§ **DATASET RECORDS**:
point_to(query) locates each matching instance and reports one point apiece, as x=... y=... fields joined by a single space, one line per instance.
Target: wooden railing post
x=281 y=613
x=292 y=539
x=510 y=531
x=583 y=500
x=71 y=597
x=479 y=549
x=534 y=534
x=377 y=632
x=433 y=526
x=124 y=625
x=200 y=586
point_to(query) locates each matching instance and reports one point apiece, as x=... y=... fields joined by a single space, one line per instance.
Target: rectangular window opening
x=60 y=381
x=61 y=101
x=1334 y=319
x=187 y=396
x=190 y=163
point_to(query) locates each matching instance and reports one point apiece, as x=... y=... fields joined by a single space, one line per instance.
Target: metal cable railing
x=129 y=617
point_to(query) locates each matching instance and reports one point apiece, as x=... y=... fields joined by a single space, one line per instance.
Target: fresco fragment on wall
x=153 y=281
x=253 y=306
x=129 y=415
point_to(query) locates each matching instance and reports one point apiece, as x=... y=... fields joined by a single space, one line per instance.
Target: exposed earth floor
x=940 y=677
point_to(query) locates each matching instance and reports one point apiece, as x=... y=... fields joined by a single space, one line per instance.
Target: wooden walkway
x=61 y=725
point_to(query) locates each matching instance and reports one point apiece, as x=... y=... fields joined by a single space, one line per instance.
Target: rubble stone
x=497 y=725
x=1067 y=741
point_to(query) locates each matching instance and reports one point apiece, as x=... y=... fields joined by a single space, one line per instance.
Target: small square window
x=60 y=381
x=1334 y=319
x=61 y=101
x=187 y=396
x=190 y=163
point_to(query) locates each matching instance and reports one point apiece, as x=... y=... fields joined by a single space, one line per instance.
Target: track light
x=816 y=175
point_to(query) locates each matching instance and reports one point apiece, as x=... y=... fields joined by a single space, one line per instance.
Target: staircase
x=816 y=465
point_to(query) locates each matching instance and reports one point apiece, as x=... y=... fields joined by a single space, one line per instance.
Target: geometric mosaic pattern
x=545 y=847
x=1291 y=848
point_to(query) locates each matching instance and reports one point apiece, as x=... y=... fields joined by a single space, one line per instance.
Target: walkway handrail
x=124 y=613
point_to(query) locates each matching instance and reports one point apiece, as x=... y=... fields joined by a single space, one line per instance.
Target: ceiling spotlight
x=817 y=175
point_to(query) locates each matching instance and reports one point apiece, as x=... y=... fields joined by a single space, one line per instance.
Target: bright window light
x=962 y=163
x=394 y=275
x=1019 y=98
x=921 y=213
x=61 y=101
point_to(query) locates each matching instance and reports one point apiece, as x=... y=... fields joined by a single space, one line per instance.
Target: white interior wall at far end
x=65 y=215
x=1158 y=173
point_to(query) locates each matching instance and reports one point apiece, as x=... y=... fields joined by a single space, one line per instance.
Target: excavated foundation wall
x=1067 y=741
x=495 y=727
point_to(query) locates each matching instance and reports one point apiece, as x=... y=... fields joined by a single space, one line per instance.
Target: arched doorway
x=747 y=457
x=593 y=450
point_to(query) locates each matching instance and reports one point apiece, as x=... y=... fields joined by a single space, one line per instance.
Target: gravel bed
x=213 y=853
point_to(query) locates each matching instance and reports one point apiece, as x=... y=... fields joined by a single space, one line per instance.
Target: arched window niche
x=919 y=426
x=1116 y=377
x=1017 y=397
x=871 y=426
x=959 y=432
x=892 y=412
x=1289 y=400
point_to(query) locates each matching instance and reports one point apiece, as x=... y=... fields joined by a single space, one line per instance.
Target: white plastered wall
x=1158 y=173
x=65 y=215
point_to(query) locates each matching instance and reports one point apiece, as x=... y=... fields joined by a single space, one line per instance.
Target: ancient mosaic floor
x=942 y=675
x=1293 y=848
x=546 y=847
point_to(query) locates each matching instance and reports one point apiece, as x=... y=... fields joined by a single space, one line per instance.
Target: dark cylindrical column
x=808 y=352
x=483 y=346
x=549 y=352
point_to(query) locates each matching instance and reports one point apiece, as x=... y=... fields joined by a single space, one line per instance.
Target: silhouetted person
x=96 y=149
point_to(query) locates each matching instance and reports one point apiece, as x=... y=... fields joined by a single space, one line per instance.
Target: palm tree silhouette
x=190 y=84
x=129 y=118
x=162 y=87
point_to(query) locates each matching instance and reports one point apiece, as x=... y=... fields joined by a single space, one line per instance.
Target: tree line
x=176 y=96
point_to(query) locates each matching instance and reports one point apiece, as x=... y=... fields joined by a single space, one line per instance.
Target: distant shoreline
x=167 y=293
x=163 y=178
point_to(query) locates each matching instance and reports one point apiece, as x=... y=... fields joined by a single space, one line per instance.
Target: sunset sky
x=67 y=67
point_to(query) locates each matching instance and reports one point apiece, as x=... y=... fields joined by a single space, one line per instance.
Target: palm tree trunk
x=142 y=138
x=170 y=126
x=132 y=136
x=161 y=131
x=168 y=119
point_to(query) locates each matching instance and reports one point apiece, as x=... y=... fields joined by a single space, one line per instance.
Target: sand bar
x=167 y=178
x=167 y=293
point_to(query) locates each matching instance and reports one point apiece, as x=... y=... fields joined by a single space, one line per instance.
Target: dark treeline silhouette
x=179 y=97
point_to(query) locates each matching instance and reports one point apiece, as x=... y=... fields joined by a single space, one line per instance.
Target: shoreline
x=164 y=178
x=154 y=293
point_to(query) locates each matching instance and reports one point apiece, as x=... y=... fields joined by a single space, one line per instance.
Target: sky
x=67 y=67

§ **WORK ITEM**: All the entries should be output exactly as given.

§ **YOUR SOLUTION**:
point_to(query) locates each matching instance and reports one point apiece, as x=... y=... fields joined by a single space, one line per instance.
Target: wooden railing post
x=281 y=613
x=292 y=539
x=510 y=531
x=583 y=500
x=71 y=597
x=479 y=549
x=534 y=534
x=377 y=632
x=433 y=526
x=124 y=625
x=200 y=586
point_to(query) locates each matching instance and reports one point apiece, as x=... y=... fields joined by a single space, one line per instance.
Target: rectangular window opening
x=60 y=381
x=61 y=101
x=1334 y=319
x=187 y=396
x=190 y=163
point_to(query) locates each matching instance and reports one point apiece, as x=... y=... fields joined by a single space, one line per instance.
Target: metal cable railing
x=129 y=617
point_to(query) locates each matching instance and reports one point apiece, as x=... y=... fields joined by a single space, one line per instance.
Target: fresco fragment on wall
x=153 y=281
x=253 y=306
x=129 y=415
point_to(query) locates each matching instance and reports one point apiece, as x=... y=... fields joined by a single space, one line per instance.
Target: exposed earth floor
x=940 y=677
point_to(query) locates each matching instance and reports one point apiece, as x=... y=... fields joined by a single space, one line per instance.
Target: wooden walkway
x=61 y=725
point_to(query) locates each matching instance and reports one point apiece, as x=... y=... fields joined by a single space, one line per instance.
Target: rubble stone
x=497 y=725
x=1067 y=741
point_to(query) locates each matching instance and reports one point apiece, as x=... y=... fields joined by a single space, one line per instance.
Target: small square window
x=60 y=381
x=1334 y=319
x=61 y=101
x=187 y=396
x=190 y=163
point_to(query) locates each matching instance and reports one point apiece, as x=... y=... fields joined by a single space, one line per instance.
Target: track light
x=816 y=175
point_to(query) locates each matching instance and reports one point apiece, as x=... y=... fields joined by a single space, one line per instance.
Target: staircase
x=816 y=465
point_to(query) locates each matching instance and reports one point apiece, as x=... y=... fields joined by a single space, one line per instance.
Target: geometric mosaic pattern
x=545 y=847
x=1291 y=848
point_to(query) locates each matching instance and reports one point apiece, as x=... y=... fields joined by a single space, one line per instance.
Target: walkway handrail
x=124 y=613
point_to(query) locates each matching instance and reports one point apiece, as x=... y=... fields joined by a single space, one line per instance.
Target: ceiling spotlight
x=817 y=175
point_to(query) locates each matching instance and reports one point apiece, as x=... y=... fields joined by a single space, one line per instance.
Target: bright window light
x=962 y=163
x=394 y=275
x=1019 y=98
x=921 y=213
x=61 y=101
point_to(query) locates each matching instance and reports one point apiece, as x=... y=... fields joined by a single space, one line per instance.
Target: white interior wall at far end
x=65 y=215
x=1158 y=173
point_to(query) locates each matching instance and reports one point apiece, as x=... y=... fields joined by a single space, one line per instance.
Target: excavated foundation wall
x=1067 y=741
x=495 y=727
point_to(query) locates each matching instance and reports one point apiece, as x=... y=... fields joined by a single space, one line per instance.
Target: arched doorway
x=747 y=457
x=593 y=450
point_to(query) locates each matching instance and reports one point apiece, as x=... y=... fields joined by a single space, one line per instance.
Target: gravel bed
x=213 y=853
point_to(query) locates each matching instance and reports one point apiece, as x=... y=... fields joined by a single space, one line per instance.
Target: arched window niche
x=919 y=426
x=1116 y=377
x=1017 y=397
x=871 y=426
x=959 y=432
x=892 y=412
x=1289 y=400
point_to(query) locates each matching instance and reports one point apiece, as x=... y=... fields joined by a single space, one line per instance.
Target: white plastered wall
x=1158 y=173
x=65 y=215
point_to(query) locates each matching instance and reports one point apiece, as x=... y=... fields joined by a single space, one line per instance.
Target: ancient mosaic floor
x=942 y=675
x=1293 y=848
x=546 y=847
point_to(query) locates each matching instance and reports one point apiece, as x=... y=... fields joined by a single space, one line per instance.
Target: dark cylindrical column
x=808 y=352
x=483 y=346
x=549 y=352
point_to(query) locates each matching instance and reports one point apiece, as x=... y=... fields joined by a single space, one line per instance.
Target: silhouetted person
x=96 y=149
point_to(query) locates each matching instance and reports one point apiece, as x=... y=... fields joined by a single space, one line per instance.
Target: palm tree silhouette
x=190 y=84
x=129 y=118
x=162 y=87
point_to(query) locates each matching instance and reports one point apiece, as x=... y=... fields joined by a single space, one line per instance.
Target: tree line
x=176 y=96
point_to(query) locates each matching instance and reports one point apiece, as x=... y=... fields joined by a single space, one line per instance.
Target: distant shoreline
x=167 y=293
x=163 y=178
point_to(query) locates each matching instance and reports one point apiece, as x=... y=... fields joined by a single space, one line per instance.
Target: sunset sky
x=67 y=67
point_to(query) locates each matching instance and reports one point apiece, as x=... y=... fields joined by a single space, one line per instance.
Target: palm tree trunk
x=142 y=138
x=170 y=126
x=132 y=136
x=161 y=131
x=168 y=119
point_to(query) locates each matching instance and reports one point apiece, as x=... y=... fields joined by a single space, one line per instance.
Target: sand bar
x=167 y=178
x=167 y=293
point_to(query) locates each matching instance and reports one point apiece, as x=... y=... fields joined by a single space, one line per instance.
Target: dark treeline silhouette
x=179 y=97
point_to(query) locates each matching instance and reports one point apiece, as x=... y=... fields joined by a single space, one line per instance.
Target: shoreline
x=164 y=178
x=154 y=293
point_to(query) locates each matching instance and reports one point apiece, as x=... y=... fields joined by a single space, one line per instance.
Target: sky
x=67 y=67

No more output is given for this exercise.